Bismillahirrahmanirrahim
Dalam memahami agama Islam, setidaknya dapat digunakan dua macam pendekatan, yaitu pendekatan normatif dan pendekatan non-normatif. Untuk kurun waktu dimana perubahan sosial berlangsung sangat cepat seperti sekarang ini, kedua pendekatan tersebut tidak dapat berdiri sendiri terlepas antara satu dan yang lainnya. Aturannya, kedua pendekatan tersebut berjalan bersama-sama saling mengisi dan saling memperkuat.
Pemahaman agama secara normatif memberi bobot muatan ajaran agama Islam yang bersumber dari Al-Qur’an dan As-Sunnah, baik dalam bidang Aqidah, Ibadah maupun Akhlak. Adapun pendekatan non normatif sebagai partner dari pendekatan normatif, lebih menekankan pada perbincangan intelektual tentang bagaimana memahami sekaligus bagaimana menyampaikan agama tersebut dengan memanfaatkan temuan-temuan ilmu-ilmu sosial yang telah berkembang pesat sejak abad ke-19 dan ke-20, baik yang berupa pendekatan sosiologis, psikologis, historis maupun filosofis. Dalam hal ini kami akan sedikit memberikan penjelasan yang berkenaan dengan pengertian akidah, tauhid, kalimat syahadat dan pengaruh akidah, tauhid dalam mengarahkan individu dan masyarakat.
Makna Akidah
Aqidah berarti pengikatan. “I’taqadzat Kadza” artinya , “saya beritiqad begini”. Maksudnya, saya mengikat hati terhadap hal tersebut. Aqidah adalah apa yang diyakini oleh seseorang. Jika dikatakan, “ Dia mempunyai akidah yang benar,” Berarti akidah nya bebas dari keraguan. Akidah merupakan perbuatan hati, yaitu kepercayaan hati dan pembenarannya terhadap sesuatu.[1]
Kata "‘aqidah" diambil dari kata dasar "al-‘aqdu" yaitu ar-rabth (ikatan), al-Ibraam (pengesahan), al-ihkam (penguatan), at-tawatstsuq (menjadi kokoh, kuat), asy-syaddu biquwwah (pengikatan dengan kuat), at-tamaasuk (pengokohan) dan al-itsbaatu (penetapan). Di antaranya juga mempunyai arti al-yaqiin (keyakinan) dan al-jazmu (penetapan).

(Entri data hasil ekstraksi)
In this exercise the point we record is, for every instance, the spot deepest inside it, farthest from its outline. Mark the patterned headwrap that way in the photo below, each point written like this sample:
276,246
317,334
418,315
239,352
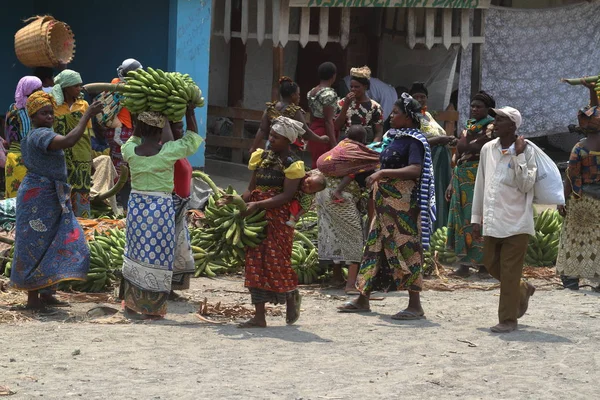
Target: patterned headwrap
288,128
485,99
411,107
362,72
38,100
153,118
131,64
26,86
65,79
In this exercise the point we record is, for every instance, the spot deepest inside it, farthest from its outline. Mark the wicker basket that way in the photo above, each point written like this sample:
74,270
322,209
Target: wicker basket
45,42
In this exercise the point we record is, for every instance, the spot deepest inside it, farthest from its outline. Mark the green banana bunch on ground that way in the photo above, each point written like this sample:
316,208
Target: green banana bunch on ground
305,260
101,274
437,244
226,233
156,90
543,246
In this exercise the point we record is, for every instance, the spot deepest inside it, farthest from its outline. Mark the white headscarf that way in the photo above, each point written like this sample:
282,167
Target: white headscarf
288,128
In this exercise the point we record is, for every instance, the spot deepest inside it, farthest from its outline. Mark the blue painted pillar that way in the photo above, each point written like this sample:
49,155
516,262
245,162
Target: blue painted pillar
189,52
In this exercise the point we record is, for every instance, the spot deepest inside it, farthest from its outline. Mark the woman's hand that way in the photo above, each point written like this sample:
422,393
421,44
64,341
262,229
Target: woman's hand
449,193
374,177
252,208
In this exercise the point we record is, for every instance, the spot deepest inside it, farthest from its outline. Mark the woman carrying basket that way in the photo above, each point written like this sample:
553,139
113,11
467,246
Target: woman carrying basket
69,110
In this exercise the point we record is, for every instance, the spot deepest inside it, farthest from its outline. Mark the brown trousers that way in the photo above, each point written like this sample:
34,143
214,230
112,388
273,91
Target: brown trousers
503,258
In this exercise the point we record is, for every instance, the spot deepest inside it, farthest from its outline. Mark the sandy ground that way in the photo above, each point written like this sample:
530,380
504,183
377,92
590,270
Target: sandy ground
327,355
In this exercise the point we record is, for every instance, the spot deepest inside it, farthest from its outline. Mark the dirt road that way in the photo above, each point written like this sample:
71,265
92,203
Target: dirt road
555,354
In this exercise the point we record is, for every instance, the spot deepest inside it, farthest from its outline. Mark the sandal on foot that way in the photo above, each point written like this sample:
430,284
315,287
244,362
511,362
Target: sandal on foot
407,316
54,302
525,304
297,302
350,307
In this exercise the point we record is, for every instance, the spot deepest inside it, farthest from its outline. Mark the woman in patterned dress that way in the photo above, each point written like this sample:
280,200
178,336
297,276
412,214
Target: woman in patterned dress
286,107
150,247
404,201
478,131
440,153
50,246
358,109
69,110
580,237
322,102
17,127
275,181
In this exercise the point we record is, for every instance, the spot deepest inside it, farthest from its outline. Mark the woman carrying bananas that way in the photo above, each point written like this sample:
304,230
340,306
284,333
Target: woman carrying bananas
151,154
69,110
17,126
276,179
50,246
183,266
404,201
478,131
580,237
286,107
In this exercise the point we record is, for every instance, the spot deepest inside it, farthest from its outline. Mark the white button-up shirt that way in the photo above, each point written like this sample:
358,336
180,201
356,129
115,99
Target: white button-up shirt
503,195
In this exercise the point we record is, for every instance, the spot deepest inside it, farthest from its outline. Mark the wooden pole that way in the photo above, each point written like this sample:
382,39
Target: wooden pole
277,72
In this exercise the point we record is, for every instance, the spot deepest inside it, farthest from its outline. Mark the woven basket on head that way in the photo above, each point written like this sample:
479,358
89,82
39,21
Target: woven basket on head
44,42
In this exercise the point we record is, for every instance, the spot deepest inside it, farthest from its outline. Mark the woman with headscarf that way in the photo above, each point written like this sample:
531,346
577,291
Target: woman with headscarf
478,131
69,110
404,200
440,153
322,103
580,236
183,266
50,246
358,109
119,130
17,127
287,107
151,154
275,180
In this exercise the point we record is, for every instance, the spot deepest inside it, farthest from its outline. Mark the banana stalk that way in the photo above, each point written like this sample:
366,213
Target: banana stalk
578,81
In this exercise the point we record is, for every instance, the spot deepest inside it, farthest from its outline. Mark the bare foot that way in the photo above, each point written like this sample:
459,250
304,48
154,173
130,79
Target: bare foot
253,323
504,327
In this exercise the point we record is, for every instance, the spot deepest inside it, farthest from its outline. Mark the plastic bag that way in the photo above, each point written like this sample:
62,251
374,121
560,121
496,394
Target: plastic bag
548,187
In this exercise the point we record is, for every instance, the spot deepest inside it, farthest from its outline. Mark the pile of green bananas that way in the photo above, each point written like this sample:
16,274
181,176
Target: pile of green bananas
156,90
437,244
305,260
101,274
543,247
225,233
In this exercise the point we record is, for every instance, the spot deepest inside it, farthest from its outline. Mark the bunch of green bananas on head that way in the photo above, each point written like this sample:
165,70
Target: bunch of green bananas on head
543,246
305,260
156,90
226,233
101,274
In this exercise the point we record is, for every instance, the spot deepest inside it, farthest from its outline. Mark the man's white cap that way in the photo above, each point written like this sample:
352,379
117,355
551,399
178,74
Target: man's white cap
512,113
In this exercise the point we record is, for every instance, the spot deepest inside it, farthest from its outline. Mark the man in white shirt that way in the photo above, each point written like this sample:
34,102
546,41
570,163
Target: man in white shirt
503,201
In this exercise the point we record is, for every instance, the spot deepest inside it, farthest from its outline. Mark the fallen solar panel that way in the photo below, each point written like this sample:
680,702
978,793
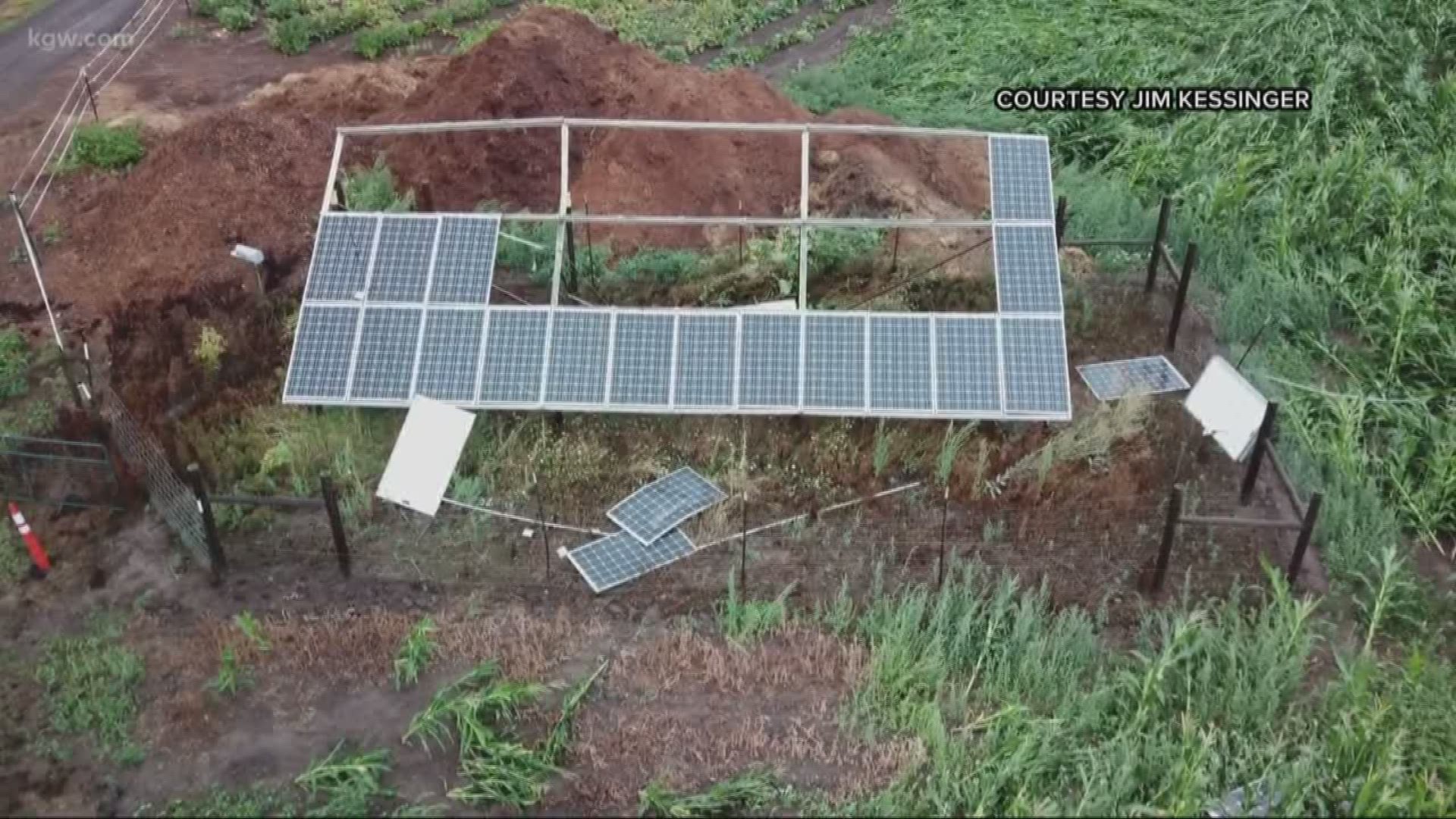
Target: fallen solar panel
610,561
658,507
1134,376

### Ketentuan Tugas
Menurut kutipan teks, mengapa pendekatan normatif dan pendekatan non-normatif dalam memahami agama Islam tidak dapat berdiri sendiri pada masa sekarang? Jawab dalam satu hingga tiga kalimat.

### Penyelesaian Soal
Kedua pendekatan itu tidak dapat berdiri sendiri karena pada masa sekarang perubahan sosial berlangsung sangat cepat. Oleh sebab itu, keduanya harus berjalan bersama-sama, saling mengisi, dan saling memperkuat.